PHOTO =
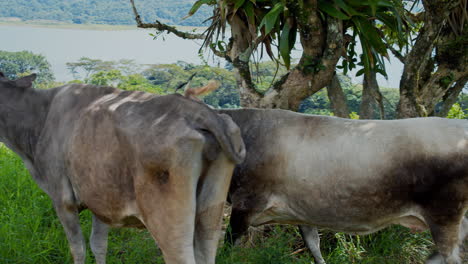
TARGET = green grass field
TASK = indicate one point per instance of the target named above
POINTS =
(31, 233)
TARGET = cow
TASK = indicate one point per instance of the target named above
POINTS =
(132, 158)
(353, 176)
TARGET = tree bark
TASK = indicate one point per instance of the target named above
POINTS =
(322, 43)
(451, 96)
(411, 103)
(337, 98)
(371, 97)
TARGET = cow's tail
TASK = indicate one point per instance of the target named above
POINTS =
(227, 135)
(226, 132)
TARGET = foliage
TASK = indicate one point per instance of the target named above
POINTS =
(113, 12)
(457, 112)
(86, 66)
(18, 64)
(277, 23)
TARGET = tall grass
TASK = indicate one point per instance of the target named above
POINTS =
(31, 233)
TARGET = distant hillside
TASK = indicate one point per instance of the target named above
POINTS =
(113, 12)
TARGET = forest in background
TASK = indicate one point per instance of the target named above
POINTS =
(165, 78)
(112, 12)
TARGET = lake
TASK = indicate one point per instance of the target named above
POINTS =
(60, 46)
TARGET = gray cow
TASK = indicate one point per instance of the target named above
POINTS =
(134, 159)
(354, 176)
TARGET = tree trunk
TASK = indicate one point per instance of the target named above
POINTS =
(451, 96)
(337, 98)
(412, 89)
(371, 97)
(322, 43)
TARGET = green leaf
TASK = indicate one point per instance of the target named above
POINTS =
(237, 5)
(360, 72)
(331, 10)
(270, 19)
(249, 12)
(348, 9)
(368, 33)
(284, 48)
(197, 6)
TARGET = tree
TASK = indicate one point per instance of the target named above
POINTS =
(321, 27)
(436, 67)
(18, 64)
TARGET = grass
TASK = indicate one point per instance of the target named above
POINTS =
(31, 233)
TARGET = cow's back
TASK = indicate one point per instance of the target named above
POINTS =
(302, 168)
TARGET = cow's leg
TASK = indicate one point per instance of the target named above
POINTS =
(446, 233)
(312, 239)
(211, 197)
(69, 218)
(167, 202)
(238, 225)
(98, 240)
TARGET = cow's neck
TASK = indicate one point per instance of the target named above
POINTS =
(27, 121)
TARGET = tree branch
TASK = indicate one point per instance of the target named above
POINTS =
(396, 53)
(163, 27)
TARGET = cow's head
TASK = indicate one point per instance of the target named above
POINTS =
(11, 98)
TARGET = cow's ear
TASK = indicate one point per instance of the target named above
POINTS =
(26, 82)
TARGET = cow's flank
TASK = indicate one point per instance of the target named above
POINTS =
(134, 159)
(353, 176)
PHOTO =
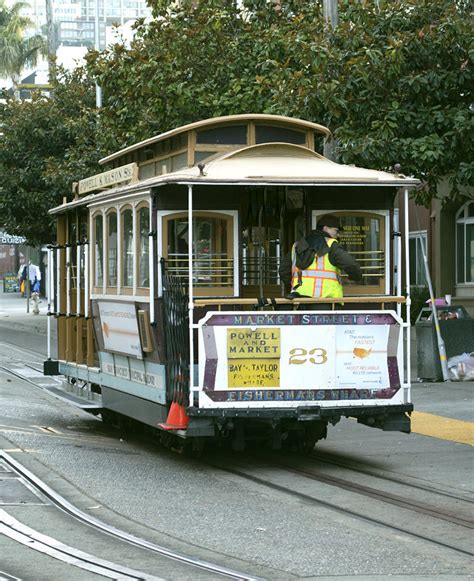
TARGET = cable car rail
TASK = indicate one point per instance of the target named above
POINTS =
(59, 501)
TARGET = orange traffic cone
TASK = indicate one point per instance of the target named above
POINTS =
(177, 418)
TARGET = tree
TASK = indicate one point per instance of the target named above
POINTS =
(17, 51)
(393, 81)
(46, 144)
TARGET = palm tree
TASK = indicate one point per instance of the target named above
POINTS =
(17, 51)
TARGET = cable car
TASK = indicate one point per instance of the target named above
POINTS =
(164, 284)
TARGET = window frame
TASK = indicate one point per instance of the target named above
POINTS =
(463, 219)
(164, 216)
(97, 288)
(142, 205)
(112, 289)
(126, 289)
(384, 216)
(415, 235)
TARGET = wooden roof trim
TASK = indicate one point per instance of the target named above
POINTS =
(296, 123)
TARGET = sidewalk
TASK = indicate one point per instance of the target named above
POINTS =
(454, 398)
(13, 311)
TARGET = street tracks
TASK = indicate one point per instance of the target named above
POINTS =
(188, 567)
(443, 519)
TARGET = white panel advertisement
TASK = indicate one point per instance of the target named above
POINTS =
(119, 327)
(283, 357)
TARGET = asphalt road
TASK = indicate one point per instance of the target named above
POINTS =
(189, 505)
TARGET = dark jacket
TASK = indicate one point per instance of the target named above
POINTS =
(315, 244)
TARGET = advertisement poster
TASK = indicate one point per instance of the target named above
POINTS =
(274, 357)
(119, 327)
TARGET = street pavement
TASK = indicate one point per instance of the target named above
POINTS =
(452, 399)
(202, 504)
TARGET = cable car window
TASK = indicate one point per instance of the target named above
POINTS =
(213, 251)
(465, 244)
(98, 251)
(112, 249)
(271, 133)
(201, 155)
(364, 238)
(127, 248)
(143, 247)
(223, 135)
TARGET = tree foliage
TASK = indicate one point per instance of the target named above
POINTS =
(393, 82)
(46, 144)
(17, 51)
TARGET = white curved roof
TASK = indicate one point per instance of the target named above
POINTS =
(281, 162)
(267, 163)
(291, 122)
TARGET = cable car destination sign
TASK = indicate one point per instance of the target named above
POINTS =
(284, 359)
(124, 173)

================

Quote the lines of the listing above that run from the line with "TARGET = palm tree" through its last line, both included, and nothing else.

TARGET = palm tree
TASK = indicate one point per instance of the target named above
POINTS =
(17, 51)
TARGET = cable car
TASK = indicate one point per instance of the target named above
POINTS =
(164, 284)
TARGET = window frame
TASK = indicate one point per instance of the target named above
POINTS =
(463, 219)
(164, 216)
(97, 288)
(142, 205)
(112, 289)
(126, 289)
(384, 216)
(415, 235)
TARGET = wooden roof trim
TASK = indicate one point per instance of the target named above
POINTS =
(296, 123)
TARGET = sidewalk
TASK = indicate one point per instance of the target named above
POINTS =
(454, 398)
(13, 311)
TARGET = street tracks
TASK = indicate one point per instance of the target named above
POINTS =
(188, 567)
(443, 519)
TARGET = white panel advertisement
TASK = indicate one point per instance of the target named above
POINTS =
(119, 327)
(283, 357)
TARGET = asphalt road
TASK = indicate one point per instance of the target named above
POINTS =
(189, 505)
TARGET = dark jacket
TASK = indicate one point per instance of the target named above
POINTS =
(315, 244)
TARGET = advertisement poster
TASK = indicate one point per instance of the target named above
POINTS =
(274, 357)
(119, 327)
TARGET = street pavement
TASK = indicate one point per instance of the target named above
POINTS =
(452, 399)
(202, 504)
TARGET = cable car window
TASK = indicate one point per instance of the target named above
POINTS =
(213, 251)
(465, 244)
(98, 251)
(112, 249)
(271, 133)
(201, 155)
(364, 238)
(127, 248)
(143, 247)
(223, 135)
TARGET = tree foliage
TASK = indicate one point per instance of the target named above
POINTS =
(393, 82)
(46, 144)
(17, 51)
TARGET = white curved roof
TASK = indicate one point per instance of the target named above
POINTS =
(281, 162)
(267, 163)
(291, 122)
TARGET = cable car destination sign
TASK = indicate one point per instance of the target named above
POINTS =
(284, 359)
(124, 173)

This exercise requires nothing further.